• [Geciteerde passage]:

Indien de werkzaamheden mede betrekking hebben op gronden van een andere
gedoogplichtige dan de gemeente, wordt uiterlijk vier weken na ontvangst van
de melding, als genoemd in het eerste, het college schriftelijk in kennis
gesteld van de uitkomsten van het overleg tussen de aanbieder en en de
andere gedoogplichtinge.
- 4.
Het college kan nadere regels stellen inzake de gegevens die bij de
melding worden verstrekt.
Artikel 4 Voorschriften en beperkingen bij instemming.
- 1.
Het college kan aan het instemmingsbesluit voorschriften en beperkingen
verbinden in het belang van:
- a.
- b.
het voorkomen of beperken van schade of overlast;
- c.
de bruikbaarheid van de openbare gronden;
- d.
het veilig en doelmatig gebruik van de openbare gronden;
- e.
het doelmatig beheer en onderhoud van openbare gronden;
- f.
de belemmering van doelmatig beheer en onderhoud van openbare
gronden;
- g.
de bescherming van het uiterlijk aanzien van de omgeving;
- h.
de bescherming van groenvoorzieningen.
- 2.
Ter bescherming van de belangen als genoemd in het eerste lid, kan het
college in ieder geval aan het instemmingsbesluit voorschriften of
beperkingen verbinden over het medegebruik van voorzieningen, zoals
kabelgoten en geleidingen, en een zekerheidsstelling voor de nakoming van
verplichtingen die gesteld zijn bij de voorschriften en beperkingen aan het
instemmingsbesluit.
- 3.
De wijze van uitvoering bij aanleg, onderhoud, verplaatsing en opruiming
van de kabels en medegebruik van voorzieningen dient te geschieden in
overleg met de gemeente.

• [Geëxtraheerde gegevens]:
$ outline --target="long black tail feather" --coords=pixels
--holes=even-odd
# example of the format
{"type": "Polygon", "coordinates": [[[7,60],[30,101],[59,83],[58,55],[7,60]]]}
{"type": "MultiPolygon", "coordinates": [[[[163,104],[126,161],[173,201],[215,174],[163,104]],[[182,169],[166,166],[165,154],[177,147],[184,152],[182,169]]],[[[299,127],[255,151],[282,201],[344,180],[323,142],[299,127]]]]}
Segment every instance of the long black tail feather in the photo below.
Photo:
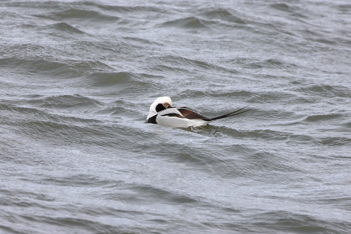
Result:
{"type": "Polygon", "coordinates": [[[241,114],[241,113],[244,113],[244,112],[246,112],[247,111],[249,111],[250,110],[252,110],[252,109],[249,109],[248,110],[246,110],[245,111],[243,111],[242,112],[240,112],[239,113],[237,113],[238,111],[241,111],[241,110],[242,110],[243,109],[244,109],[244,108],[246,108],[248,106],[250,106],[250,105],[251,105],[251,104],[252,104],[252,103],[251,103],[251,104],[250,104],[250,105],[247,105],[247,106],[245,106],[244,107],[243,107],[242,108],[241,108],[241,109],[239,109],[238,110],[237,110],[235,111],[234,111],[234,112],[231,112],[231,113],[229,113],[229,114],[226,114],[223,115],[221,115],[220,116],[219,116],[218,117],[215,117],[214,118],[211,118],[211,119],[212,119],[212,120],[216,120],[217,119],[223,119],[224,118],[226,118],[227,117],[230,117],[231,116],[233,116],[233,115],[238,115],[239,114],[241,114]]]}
---
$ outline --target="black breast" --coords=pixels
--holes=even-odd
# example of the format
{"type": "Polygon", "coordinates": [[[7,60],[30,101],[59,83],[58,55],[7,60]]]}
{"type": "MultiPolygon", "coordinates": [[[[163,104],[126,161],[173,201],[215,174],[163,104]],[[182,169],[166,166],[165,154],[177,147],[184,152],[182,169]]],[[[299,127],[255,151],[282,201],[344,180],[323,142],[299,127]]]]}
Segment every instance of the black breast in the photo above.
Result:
==
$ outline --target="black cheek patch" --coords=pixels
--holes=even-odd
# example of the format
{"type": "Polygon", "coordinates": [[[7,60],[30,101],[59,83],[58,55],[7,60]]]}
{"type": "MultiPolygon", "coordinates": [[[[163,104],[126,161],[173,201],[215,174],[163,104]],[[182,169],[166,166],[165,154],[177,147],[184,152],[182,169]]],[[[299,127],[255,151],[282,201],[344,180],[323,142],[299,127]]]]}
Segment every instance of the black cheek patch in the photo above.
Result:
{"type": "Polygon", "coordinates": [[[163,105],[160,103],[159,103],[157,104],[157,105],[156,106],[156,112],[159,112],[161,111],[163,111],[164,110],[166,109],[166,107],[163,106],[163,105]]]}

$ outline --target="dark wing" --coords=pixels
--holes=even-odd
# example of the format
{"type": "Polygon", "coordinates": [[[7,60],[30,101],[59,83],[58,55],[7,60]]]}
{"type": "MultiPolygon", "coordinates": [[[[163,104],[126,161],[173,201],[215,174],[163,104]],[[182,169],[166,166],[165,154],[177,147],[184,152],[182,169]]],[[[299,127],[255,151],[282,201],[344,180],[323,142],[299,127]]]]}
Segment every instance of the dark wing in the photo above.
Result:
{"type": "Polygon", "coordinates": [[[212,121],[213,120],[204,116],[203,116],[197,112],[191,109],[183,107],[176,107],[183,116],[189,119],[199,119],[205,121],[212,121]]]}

• [Korte opdracht A]: Binnen welke termijn na ontvangst van de melding moet het college volgens de passage over kabelwerkzaamheden schriftelijk worden ingelicht over de uitkomsten van het overleg?
• [Korte opdracht B]: Breid de passage over kabelwerkzaamheden alstublieft uit met een vervolg dat aansluit op de laatste zin.
De gegevens staan los van de passage over kabelwerkzaamheden.

• [Resultaat A]: Uiterlijk vier weken na ontvangst van de melding.

• [Resultaat B]:
Artikel 5 Zakelijk karakter instemmingsbesluit
Indien de kabel wordt overgedragen aan een nieuwe aanbieder gaan de rechten
en plichten die betrekking hebben op de kabel van de oude aanbieder over op
de nieuwe aanbieder.
Artikel 6 Melding wijziging
De aanbieder stelt het college onverwijld in kennis van het feit dat het
eigendom, de exploitatie of het beheer van de kabel verandert of het feit
dat de kabel niet langer ten dienste staat van een openbaar
telecommunicatienetwerk of van een omroepnetwerk in of op openbare
gronden.
Artikel 7 Overgangsbepaling
De aanwezigheid van kabels en kabelwerken in of op openbare gronden,
voorzover deze zijn aangelegd met toepassing van hoofdstuk VI van de Wet op
de telecommunicatievoorzieningen, die door de aanbieders binnen een jaar na
inwerkingtreding van deze verordening te worden gemeld aan het college via
het aanmeldingsformulier als genoemd in artikel 3, eerste lid.
Artikel 8 Inwerkingtreding
Deze verordening treedt in werking met ingang van de datum van
inwerkingtreding van artikel 5.2. vierde lid van de wet.
Artikel 9 Citeertitel
Deze verordening wordt aangehaald als: Telecommunicatieverordening gemeente
Sliedrecht.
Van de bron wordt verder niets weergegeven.